» Task to carry out
Return, unchanged, every line of the data from the one containing "Question. Locate the utility" down to the final line.

» Data for this exercise
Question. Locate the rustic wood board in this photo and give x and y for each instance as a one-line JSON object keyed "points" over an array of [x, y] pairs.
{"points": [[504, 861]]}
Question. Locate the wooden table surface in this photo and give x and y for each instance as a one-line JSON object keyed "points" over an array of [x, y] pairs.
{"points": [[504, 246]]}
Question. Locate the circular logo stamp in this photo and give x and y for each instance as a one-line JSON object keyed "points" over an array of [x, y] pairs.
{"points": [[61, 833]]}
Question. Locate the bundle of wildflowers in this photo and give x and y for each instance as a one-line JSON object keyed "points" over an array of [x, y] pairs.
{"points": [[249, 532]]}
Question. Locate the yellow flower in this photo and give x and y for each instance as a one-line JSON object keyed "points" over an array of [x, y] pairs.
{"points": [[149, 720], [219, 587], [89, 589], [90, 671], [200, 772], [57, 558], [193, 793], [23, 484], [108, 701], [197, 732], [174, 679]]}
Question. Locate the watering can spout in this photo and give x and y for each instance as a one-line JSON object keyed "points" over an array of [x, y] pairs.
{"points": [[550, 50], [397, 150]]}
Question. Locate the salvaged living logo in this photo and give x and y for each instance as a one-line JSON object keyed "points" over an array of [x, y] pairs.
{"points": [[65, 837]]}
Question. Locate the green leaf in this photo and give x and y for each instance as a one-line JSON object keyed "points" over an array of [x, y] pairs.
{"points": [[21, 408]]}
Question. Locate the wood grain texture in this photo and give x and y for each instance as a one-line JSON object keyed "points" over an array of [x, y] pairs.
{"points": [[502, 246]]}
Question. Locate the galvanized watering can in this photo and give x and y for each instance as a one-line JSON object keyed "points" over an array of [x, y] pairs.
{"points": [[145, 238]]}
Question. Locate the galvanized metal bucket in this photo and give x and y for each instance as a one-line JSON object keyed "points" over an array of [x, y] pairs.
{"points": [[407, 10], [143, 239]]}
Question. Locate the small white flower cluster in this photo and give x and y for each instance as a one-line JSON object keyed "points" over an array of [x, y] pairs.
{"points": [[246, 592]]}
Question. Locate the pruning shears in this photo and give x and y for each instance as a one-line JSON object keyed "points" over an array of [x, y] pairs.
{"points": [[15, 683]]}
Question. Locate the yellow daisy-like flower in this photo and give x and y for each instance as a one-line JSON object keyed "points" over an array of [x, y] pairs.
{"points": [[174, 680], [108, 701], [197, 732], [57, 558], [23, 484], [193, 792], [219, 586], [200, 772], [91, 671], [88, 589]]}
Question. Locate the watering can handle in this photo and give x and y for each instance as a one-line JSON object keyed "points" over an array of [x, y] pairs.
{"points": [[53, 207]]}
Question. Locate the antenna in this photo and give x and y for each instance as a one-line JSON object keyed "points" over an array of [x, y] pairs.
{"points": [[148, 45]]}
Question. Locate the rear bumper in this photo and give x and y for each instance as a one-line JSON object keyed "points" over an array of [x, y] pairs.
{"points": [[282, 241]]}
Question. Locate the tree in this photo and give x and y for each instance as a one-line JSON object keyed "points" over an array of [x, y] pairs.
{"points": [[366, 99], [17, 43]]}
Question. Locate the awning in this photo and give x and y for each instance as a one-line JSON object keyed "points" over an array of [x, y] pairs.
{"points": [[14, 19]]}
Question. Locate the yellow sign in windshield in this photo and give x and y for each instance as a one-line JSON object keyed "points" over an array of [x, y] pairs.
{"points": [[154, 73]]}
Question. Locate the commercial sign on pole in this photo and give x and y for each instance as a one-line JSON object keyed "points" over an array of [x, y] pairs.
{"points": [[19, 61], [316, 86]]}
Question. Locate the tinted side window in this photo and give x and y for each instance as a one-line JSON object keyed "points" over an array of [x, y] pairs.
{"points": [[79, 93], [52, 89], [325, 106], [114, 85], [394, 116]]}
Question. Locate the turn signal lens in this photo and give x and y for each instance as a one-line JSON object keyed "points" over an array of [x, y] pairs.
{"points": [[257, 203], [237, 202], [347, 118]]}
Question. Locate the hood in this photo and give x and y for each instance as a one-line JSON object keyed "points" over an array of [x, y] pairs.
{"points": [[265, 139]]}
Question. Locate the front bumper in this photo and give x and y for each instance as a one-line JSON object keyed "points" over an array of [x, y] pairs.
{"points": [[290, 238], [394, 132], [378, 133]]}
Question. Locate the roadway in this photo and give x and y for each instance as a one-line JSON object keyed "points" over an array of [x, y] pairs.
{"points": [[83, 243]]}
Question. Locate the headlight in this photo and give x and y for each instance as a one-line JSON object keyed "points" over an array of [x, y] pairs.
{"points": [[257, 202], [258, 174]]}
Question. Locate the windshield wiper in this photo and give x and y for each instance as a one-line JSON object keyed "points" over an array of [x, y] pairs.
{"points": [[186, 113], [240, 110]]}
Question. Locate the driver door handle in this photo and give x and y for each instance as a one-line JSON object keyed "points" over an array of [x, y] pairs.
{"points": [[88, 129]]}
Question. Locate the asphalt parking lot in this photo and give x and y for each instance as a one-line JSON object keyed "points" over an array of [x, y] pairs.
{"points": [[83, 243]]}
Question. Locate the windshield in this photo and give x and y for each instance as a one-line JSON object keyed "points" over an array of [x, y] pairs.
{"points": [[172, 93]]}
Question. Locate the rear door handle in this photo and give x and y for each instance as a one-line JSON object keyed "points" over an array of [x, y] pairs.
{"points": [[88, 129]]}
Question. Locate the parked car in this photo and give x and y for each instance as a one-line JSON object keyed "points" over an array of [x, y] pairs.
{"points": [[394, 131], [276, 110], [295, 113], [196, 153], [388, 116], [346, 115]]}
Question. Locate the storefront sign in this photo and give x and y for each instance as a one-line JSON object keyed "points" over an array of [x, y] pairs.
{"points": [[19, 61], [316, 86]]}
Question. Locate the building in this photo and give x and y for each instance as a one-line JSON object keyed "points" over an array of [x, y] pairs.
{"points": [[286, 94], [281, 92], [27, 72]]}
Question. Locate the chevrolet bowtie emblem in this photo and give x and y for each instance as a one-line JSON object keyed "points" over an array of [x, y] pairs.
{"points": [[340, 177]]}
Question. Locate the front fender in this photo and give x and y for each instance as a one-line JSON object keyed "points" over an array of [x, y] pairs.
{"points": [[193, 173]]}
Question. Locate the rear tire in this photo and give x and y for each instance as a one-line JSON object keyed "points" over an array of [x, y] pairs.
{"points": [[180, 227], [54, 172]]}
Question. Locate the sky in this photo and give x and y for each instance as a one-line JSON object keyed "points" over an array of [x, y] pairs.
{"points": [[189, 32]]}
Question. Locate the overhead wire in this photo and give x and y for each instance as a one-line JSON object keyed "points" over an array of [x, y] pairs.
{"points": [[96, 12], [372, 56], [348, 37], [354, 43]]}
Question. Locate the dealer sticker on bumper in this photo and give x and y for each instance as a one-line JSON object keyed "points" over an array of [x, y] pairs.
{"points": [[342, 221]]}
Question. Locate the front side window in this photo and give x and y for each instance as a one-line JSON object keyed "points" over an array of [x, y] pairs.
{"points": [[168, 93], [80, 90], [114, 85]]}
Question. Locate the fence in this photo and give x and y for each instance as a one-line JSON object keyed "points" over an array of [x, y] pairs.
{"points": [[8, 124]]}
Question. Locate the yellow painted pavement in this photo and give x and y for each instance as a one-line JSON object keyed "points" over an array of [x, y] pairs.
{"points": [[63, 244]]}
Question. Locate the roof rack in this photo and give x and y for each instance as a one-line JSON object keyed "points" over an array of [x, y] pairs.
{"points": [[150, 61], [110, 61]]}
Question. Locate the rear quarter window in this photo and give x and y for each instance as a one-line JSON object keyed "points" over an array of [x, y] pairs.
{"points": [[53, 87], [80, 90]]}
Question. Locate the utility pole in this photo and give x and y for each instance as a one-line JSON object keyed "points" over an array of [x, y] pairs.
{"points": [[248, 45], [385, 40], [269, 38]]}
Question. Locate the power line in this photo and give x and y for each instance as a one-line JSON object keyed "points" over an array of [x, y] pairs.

» Response to the task
Question. Locate the utility pole in this photo and give x and y for each instance as a one-line JSON object keyed "points" over an array of [x, y] pairs.
{"points": [[248, 45], [385, 40], [269, 38]]}
Question. Locate the power line in this photo and give x and y for each instance as a one-line JSON object keyed "points" over an array of [x, y] pairs.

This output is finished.